--- GOAL ---
Locate the line that contains "Point to the index". Copy it and every following line through the end of the records, exactly, and include nothing else.

━━ DATASET

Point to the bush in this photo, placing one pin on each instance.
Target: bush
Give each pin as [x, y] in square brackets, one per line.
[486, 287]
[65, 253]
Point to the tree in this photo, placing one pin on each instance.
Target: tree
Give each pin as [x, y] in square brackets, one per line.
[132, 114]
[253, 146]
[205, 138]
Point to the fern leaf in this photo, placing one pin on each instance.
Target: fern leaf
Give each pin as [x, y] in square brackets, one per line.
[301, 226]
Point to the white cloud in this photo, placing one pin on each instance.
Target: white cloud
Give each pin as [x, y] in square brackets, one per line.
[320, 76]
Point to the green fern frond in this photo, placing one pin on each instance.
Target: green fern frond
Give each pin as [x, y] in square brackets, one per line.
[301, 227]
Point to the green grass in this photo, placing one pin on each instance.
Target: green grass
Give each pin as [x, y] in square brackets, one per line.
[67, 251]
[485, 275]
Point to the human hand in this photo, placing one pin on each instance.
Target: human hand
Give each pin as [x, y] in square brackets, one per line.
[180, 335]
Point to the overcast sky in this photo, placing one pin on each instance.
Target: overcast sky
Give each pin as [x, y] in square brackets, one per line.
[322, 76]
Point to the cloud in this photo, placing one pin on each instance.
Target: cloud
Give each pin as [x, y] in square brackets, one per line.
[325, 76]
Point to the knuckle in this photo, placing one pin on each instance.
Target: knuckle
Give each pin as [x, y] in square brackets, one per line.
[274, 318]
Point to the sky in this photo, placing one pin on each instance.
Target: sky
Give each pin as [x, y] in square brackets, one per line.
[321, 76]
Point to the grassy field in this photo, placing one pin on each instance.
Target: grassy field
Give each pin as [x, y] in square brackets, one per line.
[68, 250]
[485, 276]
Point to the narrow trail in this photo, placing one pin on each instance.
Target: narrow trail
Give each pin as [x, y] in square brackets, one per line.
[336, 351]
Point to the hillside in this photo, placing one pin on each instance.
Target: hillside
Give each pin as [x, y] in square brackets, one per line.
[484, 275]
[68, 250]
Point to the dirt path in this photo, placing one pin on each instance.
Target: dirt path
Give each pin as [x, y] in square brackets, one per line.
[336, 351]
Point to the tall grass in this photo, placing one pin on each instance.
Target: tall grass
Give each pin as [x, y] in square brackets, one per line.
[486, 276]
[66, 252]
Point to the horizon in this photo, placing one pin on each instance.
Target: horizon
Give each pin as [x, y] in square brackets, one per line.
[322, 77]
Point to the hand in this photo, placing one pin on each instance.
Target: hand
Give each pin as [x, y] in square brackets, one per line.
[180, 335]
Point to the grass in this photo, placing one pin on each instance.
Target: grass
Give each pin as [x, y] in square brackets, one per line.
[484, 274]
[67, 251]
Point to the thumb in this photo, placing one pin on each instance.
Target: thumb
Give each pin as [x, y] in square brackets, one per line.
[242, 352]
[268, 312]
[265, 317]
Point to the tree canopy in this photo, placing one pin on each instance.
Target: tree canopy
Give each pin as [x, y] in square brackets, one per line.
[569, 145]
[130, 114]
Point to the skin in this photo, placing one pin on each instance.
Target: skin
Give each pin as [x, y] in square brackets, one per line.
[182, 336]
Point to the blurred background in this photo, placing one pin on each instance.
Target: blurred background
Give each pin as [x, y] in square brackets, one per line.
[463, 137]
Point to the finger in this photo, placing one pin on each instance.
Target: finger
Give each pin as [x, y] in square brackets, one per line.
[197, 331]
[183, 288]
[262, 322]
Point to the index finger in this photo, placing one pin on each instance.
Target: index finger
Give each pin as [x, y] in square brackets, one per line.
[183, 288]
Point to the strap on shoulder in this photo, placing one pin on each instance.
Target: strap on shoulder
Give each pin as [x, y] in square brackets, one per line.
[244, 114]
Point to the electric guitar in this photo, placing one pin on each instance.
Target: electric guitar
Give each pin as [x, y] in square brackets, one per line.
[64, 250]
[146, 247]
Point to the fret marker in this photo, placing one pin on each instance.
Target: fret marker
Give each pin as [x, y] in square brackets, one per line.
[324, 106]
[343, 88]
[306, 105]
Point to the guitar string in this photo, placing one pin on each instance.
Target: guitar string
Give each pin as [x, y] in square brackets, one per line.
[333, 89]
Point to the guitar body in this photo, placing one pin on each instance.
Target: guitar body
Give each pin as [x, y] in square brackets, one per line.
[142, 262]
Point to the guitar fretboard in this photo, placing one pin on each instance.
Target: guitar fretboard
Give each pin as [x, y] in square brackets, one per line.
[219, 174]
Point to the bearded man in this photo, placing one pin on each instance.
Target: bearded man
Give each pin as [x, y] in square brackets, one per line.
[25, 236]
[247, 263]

━━━━

--- ANSWER FOR THIS EXERCISE ---
Point to the index finger in this photo, placing one pin on each instance.
Target: index finger
Give each pin as [x, y] in square brackets, one per line.
[183, 288]
Point to the strap on shoulder in this photo, placing one pin on each instance.
Target: strap on shoulder
Give each pin as [x, y] in square brackets, one per line.
[244, 114]
Point to the electric guitar in this photo, placing one pin on each instance.
Target: electric guitar
Give each pin as [x, y] in square brackets, one per line.
[64, 250]
[146, 247]
Point to the fret marker in this photo, placing one pin on each instance.
Target: fret marker
Give each pin as [x, y] in square brackets, one per line.
[324, 106]
[343, 88]
[306, 105]
Point to the guitar string in this photo, placing one pin on each instance.
Target: guitar string
Give each pin as [x, y] in square brackets, one per line.
[333, 89]
Point to the guitar body in this photo, placing one pin on each instance.
Target: guitar body
Give each pin as [x, y] in square brackets, one per line.
[142, 262]
Point to the guitar fretboard in this photo, placing one pin on each instance.
Target: guitar fretboard
Give each pin as [x, y] in square brackets, one per line.
[219, 174]
Point to the bearded man in this photo, placing one pin on each instance.
Target: bearded man
Give each pin as [x, y] in square brackets, one per line.
[25, 236]
[247, 263]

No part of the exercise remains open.